Siyasal İslam dini nasıl kullanır?
Devlet destekli gerici dernek ve vakıfların artan gücüne paralel olarak laikliğe ve yaşam tarzına yönelik saldırıların frekansı da sıklaştı. Toplumsal zeminde ve bilhassa eğitimde, çağdaşlığa dair tüm değerler siyasal İslamcı ideoloji doğrultusunda tırpanlanmak isteniyor. Milli kadın voleybolcular bile “makbul” bulunmadıkları için fütursuz saldırılarla karşı karşıya kalıyor. Konserler ve festivaller iktidar tarafından yasaklanırken kamusal alanda içki içilmesi maksatlı şekilde tartışmaya açılıyor. Bu sayede ileride yapılacak hamleler için nabız yoklanıyor, zemin hazırlanıyor.
Radikalinden ılımlısına siyasal İslamcılar son dönemde daha önce hiç olmadıkları kadar özgüvenli ve agresif. Mayıs seçimleriyle birlikte AKP’nin devletteki gücünü tahkim etmesi, arkalarındaki rüzgârı da kuvvetlendirdi. Büyük maddi imkânlara erişen, eli-kolu uzayan ve kanuni olarak ayrıcalıklı kılınan bu yapılar, artık kelimelerini seçmiyor, hedeflerini ve nasıl bir ülke istediklerini gizlemiyor. Arkalarına ise dinin “kutsal gücü”nü alıyorlar. Meşruiyetlerini, İslam inancının halk nezdindeki karşılığı üzerinden kuruyor ve politik taleplerine uhrevi bir kılıf geçiriyorlar. Bu yolla her adımlarını, sahip oldukları gücü korumak ve büyütmek amacıyla attıkları gerçeğini gizlemeye çalışıyor, dinin arkasına saklanarak bir illüzyon yaratıyorlar.
***
Geçen günlerde Bursa’nın İnegöl ilçesinde halk otobüslerine verilen reklam sosyal medyada gündem oldu. İnegöl Din Görevlileri Derneği otobüslerin reklam alanlarını kiralayarak, “Tesettür tarz değil farz’dır” yazdırmış ve altında Nur Suresi’nden bir ayete yer vermişti. İslam, gerçekten de siyasal İslamcıların savunduğu gibi erkeklerin kadınlardan üstün olduğunu savunan bir din. Bunda hiçbir şüphe ya da yoruma yer bırakacak gri bir alan yok. Nisa suresinin 34’üncü ayeti açıkça, “Erkekler, kadın üzerine idareci ve hakimdirler” diyor. Ayet, iyi kadının “itaatkar” olması gerektiğini belirterek konuyu kapatıyor. Hatta erkeklere, kadınları dövme hakkı bile veriyor.

Görevin Amacı: Siyasal İslam konulu yukarıdaki metne göre İnegöl Din Görevlileri Derneği, kiraladığı otobüs reklam alanlarına hangi yazıyı yazdırmıştır?

Sağlanan Materyal:
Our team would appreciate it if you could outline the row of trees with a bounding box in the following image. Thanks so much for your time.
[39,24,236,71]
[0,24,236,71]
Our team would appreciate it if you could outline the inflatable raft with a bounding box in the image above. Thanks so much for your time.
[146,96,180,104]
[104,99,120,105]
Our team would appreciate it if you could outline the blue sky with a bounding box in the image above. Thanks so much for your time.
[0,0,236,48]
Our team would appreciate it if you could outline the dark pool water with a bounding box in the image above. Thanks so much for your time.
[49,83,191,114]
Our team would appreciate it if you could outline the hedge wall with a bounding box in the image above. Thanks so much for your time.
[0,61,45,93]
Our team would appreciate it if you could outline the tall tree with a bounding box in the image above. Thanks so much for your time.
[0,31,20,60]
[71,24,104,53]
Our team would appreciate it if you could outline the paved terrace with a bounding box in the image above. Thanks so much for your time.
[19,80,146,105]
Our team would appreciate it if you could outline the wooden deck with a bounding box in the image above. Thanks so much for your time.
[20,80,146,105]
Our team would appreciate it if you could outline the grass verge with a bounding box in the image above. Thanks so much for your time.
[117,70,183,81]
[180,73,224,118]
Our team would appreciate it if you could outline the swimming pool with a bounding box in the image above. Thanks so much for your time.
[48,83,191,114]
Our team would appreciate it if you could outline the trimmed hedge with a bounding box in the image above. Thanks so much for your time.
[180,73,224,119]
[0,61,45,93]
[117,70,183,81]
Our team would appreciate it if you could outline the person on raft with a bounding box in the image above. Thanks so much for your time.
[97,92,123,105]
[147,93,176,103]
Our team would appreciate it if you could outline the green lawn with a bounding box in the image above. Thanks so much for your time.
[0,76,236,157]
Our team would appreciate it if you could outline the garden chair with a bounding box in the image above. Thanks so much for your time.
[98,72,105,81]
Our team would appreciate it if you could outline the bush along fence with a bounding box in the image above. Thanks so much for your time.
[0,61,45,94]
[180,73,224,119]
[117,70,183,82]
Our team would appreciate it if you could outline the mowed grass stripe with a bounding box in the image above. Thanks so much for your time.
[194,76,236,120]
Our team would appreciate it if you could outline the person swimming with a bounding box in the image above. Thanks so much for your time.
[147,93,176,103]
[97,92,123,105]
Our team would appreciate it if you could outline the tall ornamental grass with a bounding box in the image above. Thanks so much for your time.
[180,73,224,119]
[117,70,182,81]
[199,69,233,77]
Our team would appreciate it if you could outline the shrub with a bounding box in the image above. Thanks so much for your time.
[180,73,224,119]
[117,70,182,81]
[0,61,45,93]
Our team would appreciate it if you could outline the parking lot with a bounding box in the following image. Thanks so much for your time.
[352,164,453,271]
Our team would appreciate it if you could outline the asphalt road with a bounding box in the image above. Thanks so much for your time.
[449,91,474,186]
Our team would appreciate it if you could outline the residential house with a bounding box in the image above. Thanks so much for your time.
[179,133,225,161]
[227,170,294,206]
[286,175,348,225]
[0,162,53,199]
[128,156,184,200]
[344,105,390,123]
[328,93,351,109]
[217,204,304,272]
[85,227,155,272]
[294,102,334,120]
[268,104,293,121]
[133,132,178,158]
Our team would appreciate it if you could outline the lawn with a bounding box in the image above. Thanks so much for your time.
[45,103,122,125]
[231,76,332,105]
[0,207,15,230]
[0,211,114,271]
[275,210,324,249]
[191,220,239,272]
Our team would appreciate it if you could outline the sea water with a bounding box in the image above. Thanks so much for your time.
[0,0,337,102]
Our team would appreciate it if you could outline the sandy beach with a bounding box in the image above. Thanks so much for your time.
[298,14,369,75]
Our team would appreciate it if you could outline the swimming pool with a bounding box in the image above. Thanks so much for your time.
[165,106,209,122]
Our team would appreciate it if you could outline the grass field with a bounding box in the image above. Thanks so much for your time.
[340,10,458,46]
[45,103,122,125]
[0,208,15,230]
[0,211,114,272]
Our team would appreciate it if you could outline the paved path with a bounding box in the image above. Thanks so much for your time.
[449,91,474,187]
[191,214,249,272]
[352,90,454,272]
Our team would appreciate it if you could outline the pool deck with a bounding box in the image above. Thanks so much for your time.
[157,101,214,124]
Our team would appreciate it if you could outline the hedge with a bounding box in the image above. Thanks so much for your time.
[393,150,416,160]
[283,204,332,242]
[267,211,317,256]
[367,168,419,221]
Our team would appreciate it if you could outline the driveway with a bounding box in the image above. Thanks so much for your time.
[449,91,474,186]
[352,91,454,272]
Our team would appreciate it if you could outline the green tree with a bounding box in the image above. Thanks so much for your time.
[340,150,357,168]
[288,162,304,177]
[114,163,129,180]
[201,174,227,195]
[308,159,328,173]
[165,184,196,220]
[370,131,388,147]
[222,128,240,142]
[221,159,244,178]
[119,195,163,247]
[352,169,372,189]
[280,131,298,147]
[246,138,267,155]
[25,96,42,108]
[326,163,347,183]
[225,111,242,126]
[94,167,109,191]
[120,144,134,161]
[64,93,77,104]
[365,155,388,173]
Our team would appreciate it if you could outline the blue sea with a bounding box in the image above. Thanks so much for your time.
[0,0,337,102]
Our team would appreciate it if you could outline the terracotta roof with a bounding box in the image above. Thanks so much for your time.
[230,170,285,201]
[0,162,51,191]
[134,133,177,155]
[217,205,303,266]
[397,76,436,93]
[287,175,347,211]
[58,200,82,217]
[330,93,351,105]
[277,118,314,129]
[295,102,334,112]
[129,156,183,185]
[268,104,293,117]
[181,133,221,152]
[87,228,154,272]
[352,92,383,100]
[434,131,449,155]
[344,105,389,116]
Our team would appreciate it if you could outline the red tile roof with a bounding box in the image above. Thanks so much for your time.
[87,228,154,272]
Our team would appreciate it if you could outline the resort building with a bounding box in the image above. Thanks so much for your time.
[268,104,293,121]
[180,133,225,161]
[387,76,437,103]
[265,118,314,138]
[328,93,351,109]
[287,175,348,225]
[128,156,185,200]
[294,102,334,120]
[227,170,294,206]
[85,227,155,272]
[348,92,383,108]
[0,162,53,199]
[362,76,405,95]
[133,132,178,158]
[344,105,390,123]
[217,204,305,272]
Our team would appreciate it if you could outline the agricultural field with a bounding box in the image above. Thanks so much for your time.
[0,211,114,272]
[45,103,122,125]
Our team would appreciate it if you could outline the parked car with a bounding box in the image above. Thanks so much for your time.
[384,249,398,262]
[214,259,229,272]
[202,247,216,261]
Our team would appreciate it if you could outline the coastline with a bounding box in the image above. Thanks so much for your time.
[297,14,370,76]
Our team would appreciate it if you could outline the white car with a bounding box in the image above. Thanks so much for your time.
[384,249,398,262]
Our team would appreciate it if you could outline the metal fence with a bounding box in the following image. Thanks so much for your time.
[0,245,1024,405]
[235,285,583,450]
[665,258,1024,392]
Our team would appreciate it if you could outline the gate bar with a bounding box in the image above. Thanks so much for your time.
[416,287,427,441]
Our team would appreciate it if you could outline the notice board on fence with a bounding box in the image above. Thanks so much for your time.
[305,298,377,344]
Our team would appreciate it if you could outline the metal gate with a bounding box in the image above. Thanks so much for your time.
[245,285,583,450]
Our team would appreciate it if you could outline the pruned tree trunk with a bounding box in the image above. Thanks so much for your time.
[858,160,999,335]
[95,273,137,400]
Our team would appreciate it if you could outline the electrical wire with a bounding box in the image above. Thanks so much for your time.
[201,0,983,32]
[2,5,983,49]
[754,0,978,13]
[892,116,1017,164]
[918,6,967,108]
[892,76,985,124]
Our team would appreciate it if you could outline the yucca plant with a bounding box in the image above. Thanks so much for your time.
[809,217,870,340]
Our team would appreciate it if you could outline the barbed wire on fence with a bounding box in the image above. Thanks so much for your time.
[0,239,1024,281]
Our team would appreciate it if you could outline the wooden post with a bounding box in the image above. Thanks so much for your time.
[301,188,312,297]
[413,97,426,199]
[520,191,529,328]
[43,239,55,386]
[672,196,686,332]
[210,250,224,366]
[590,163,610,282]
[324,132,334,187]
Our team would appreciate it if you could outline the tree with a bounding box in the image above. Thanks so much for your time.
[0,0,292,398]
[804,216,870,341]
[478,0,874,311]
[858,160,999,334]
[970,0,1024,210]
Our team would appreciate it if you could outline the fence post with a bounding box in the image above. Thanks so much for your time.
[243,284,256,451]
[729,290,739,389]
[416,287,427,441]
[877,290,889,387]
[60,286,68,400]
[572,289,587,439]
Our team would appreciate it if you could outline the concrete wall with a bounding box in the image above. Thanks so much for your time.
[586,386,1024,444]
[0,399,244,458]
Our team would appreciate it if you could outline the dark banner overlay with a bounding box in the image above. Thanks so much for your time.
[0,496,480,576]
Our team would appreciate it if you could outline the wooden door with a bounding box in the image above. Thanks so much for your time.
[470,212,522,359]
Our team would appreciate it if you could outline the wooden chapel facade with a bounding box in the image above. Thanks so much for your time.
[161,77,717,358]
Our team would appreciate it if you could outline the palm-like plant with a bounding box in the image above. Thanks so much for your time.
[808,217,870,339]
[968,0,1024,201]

Eksiksiz Yanıt: Dernek, otobüslerin reklam alanlarına “Tesettür tarz değil farz’dır” yazısını yazdırmıştır.